# WHAT TO PRODUCE
Reproduce the complete set of records exactly. No picture is to appear in the copy.

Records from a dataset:
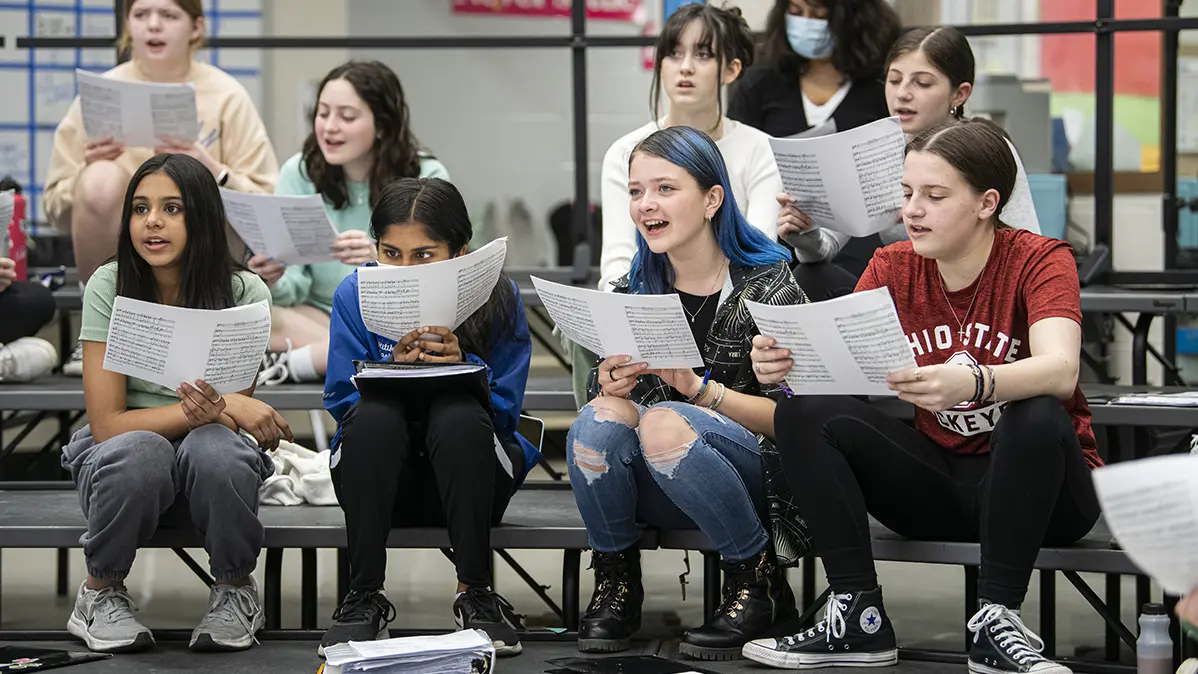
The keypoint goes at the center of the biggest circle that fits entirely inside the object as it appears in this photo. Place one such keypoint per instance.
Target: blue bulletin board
(37, 85)
(671, 6)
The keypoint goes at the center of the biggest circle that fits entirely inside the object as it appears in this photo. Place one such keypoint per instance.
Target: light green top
(97, 313)
(315, 284)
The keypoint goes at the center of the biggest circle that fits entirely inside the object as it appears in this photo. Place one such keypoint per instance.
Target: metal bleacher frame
(62, 401)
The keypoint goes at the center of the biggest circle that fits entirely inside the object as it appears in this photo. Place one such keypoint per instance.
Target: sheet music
(848, 181)
(170, 345)
(135, 114)
(818, 131)
(395, 301)
(651, 328)
(291, 229)
(846, 345)
(1151, 508)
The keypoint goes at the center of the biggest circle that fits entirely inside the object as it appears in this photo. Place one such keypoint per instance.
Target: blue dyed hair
(740, 242)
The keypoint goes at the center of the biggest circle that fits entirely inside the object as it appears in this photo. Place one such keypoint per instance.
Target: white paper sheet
(395, 301)
(1151, 508)
(137, 114)
(651, 328)
(846, 345)
(291, 229)
(848, 181)
(818, 131)
(464, 641)
(170, 345)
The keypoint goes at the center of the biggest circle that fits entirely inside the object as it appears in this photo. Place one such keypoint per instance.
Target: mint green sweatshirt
(315, 284)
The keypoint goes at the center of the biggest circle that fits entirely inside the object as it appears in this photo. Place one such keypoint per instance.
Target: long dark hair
(439, 206)
(726, 34)
(742, 243)
(397, 155)
(945, 48)
(863, 31)
(978, 152)
(207, 271)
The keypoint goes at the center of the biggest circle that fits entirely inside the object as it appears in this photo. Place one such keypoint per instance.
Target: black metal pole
(581, 198)
(1169, 49)
(1103, 123)
(119, 17)
(1169, 207)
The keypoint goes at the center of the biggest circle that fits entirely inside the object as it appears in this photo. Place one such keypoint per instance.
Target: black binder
(424, 380)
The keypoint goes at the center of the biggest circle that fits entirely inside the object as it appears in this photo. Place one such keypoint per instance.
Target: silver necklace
(961, 323)
(700, 310)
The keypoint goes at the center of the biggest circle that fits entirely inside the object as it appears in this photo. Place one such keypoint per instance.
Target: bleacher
(543, 515)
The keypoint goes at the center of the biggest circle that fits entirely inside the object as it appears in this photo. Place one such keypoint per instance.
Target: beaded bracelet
(979, 384)
(719, 398)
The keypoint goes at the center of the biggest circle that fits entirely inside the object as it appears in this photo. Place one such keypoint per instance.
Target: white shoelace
(833, 623)
(233, 605)
(276, 371)
(115, 603)
(1010, 632)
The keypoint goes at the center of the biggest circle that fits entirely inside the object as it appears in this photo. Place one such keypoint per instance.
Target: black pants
(24, 309)
(421, 463)
(843, 459)
(824, 280)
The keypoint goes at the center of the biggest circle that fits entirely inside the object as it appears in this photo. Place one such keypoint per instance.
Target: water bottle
(1154, 648)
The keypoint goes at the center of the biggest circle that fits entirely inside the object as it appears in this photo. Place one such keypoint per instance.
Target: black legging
(845, 459)
(422, 463)
(24, 309)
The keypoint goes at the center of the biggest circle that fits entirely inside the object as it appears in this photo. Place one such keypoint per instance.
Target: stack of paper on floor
(467, 651)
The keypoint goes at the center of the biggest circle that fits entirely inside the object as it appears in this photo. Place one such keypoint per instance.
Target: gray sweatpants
(127, 484)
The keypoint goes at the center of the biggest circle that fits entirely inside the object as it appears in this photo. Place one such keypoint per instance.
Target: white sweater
(820, 244)
(751, 169)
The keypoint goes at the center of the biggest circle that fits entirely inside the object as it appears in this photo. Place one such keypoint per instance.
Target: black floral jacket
(726, 354)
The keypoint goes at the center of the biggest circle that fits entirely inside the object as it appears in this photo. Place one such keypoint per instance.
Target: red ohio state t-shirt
(1027, 278)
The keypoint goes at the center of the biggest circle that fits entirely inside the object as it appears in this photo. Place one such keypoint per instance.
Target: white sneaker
(73, 368)
(235, 615)
(25, 359)
(104, 620)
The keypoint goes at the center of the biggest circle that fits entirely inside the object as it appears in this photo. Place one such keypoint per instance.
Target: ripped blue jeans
(672, 466)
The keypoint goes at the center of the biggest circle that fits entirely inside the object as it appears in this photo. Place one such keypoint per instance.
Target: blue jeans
(672, 466)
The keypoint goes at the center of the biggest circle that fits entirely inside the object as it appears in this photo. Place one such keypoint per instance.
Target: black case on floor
(23, 659)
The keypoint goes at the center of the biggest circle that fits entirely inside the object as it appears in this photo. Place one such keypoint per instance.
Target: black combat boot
(756, 601)
(613, 614)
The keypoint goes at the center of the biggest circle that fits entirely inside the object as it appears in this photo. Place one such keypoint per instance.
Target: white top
(751, 170)
(820, 244)
(820, 114)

# ANSWER SPACE
The keypoint goes at the center of the biggest circle that fits entirely inside the object as it appears in this photo. Place one such keypoint per instance.
Target: blue bulletin board
(37, 85)
(671, 6)
The keypoint goes at the center of the biggest circle that fits entirely inside the object as it appears in this photo. Place one such keypoint per instance.
Target: light green top
(97, 313)
(315, 284)
The keypoint goes at the center of the biggest circle that fits entirely inside the object as it appears in this photo. Place one such keypoint per instance.
Target: metal bleacher frame
(62, 401)
The keypoint goes at the center of the biggest circle that fits entirely inside the object as it appears in this photo. Place one such keypoint per instance.
Target: sheet music
(848, 181)
(170, 345)
(135, 114)
(818, 131)
(395, 301)
(651, 328)
(291, 229)
(846, 345)
(1151, 508)
The keypoint goes at the center of the biggest circle that fits entirely inside the object as it appears in this photo. Place one such keypoint per instance.
Target: blue dyed hair
(740, 242)
The keypoint goes at the center of the biggest circle that fits entirely inside the object as it appears in this photo. Place one such keypoint per instance.
Target: white paper sheet
(395, 301)
(1151, 508)
(137, 114)
(651, 328)
(846, 345)
(291, 229)
(848, 181)
(818, 131)
(464, 641)
(170, 345)
The keypoint goes at the center of the biggest circle that fits entirely inside the object as it appears in this photo. Place one such keypoint per instance.
Target: mint green sweatshirt
(315, 284)
The keypoint goes at the center of the biggest circle that fits entirely inside the object as it appears in this photo. Place one such keypoint per instance.
Target: long dark hair
(439, 206)
(726, 34)
(742, 243)
(397, 155)
(945, 48)
(863, 31)
(978, 152)
(207, 271)
The keypoint goes at the center of the biggest circle that fits entirely inside the object as it appears in this photo. Place one such keypoint per instance.
Target: black metal pole
(581, 198)
(1169, 49)
(1103, 123)
(119, 17)
(1169, 207)
The keypoint goes at the center of the biggest circle that fits entirely inside the object as it appears in this photo. Place one such keypoint per instance.
Target: black binder
(424, 380)
The keypoint goes at the center of the biggest circle that fits entirely inside the object as it appears in this photo. Place one such keypoint per instance.
Target: silver necklace
(961, 323)
(700, 310)
The keypoint goes at the center of the biggest circle that fits entirely inside the object as it appears in this photo. Place one such keypoint per instance.
Target: bleacher
(543, 515)
The keypoint goes at the center of the biggest circle that fits entirely inside the object as it appears in this photo. Place one such keypoint per instance.
Target: beaded bracelet
(979, 384)
(719, 398)
The keypoint goes at the center of the biggest circle that fits entirely inside the object as it appears in this photo. Place one such keypoint per instance.
Target: white shoelace
(833, 623)
(233, 605)
(276, 371)
(115, 603)
(1010, 632)
The keypoint goes at the center of the biggest circle that fits entirely inside the object as it appears in this photo. Place one such keypoint per instance.
Target: black pants
(24, 309)
(421, 463)
(843, 459)
(824, 280)
The keypoint goes at the center of the biggest circle that fits entirely inside the object as it appears in this photo. Place one such keypoint per instance.
Target: water bottle
(1154, 648)
The keypoint goes at the center of the biggest circle that fits entirely inside the object as it appears in this photo. Place one such keypoint per instance.
Target: black legging
(845, 459)
(422, 463)
(24, 309)
The keypoint goes at the center of the biggest circle that fits entirely inside the object as it appears in this photo. Place one such keypoint per instance.
Target: stack of paper on floor
(467, 651)
The keypoint goes at the center of the biggest circle that fits entirely inside the object as it appears in this photo. Place one such keypoint per instance.
Target: gray sweatpants
(127, 484)
The keypoint goes at the center of the biggest circle that fits entirely inside the object as it appears in this photo. Place one such keypoint per instance.
Target: white sweater
(820, 244)
(751, 169)
The keypoint goes at the center of the biggest circle that fits entirely inside the object as it appears in this photo. Place one such keypoint per instance.
Target: black floral jacket
(726, 354)
The keypoint goes at the center of the biggest circle that fits entirely inside the object as it appears in this photo. Place one such keypoint per instance.
Target: red ohio state t-shirt
(1027, 278)
The keypoint goes at the center of the biggest circle that fits entirely inside the object as it appears in this photo. Place one such keypoint per instance.
Target: white sneaker
(73, 368)
(235, 615)
(25, 359)
(104, 620)
The keypoint goes at the center of the biggest circle that fits entirely inside the object as it appears in this photo. Place one such keypoint per instance.
Target: ripped blue jeans
(672, 466)
The keypoint goes at the center of the biggest circle that fits entirely inside the object as it appears in this photo. Place one such keypoint per instance.
Target: blue jeans
(672, 466)
The keypoint goes at the center of the biggest circle that fits entirely inside the object as it appears in this photo. Place one such keypoint per instance.
Target: black case on floor
(23, 659)
The keypoint goes at the center of the biggest circle that fits entirely inside the object as it appears in this photo. Place one such keypoint per instance.
Target: black combat boot
(756, 601)
(613, 614)
The keypoint goes at the center of the biggest circle that fits entirely inside the object as it appears in this photo. Place one such keypoint per instance.
Target: white top
(751, 170)
(820, 244)
(820, 114)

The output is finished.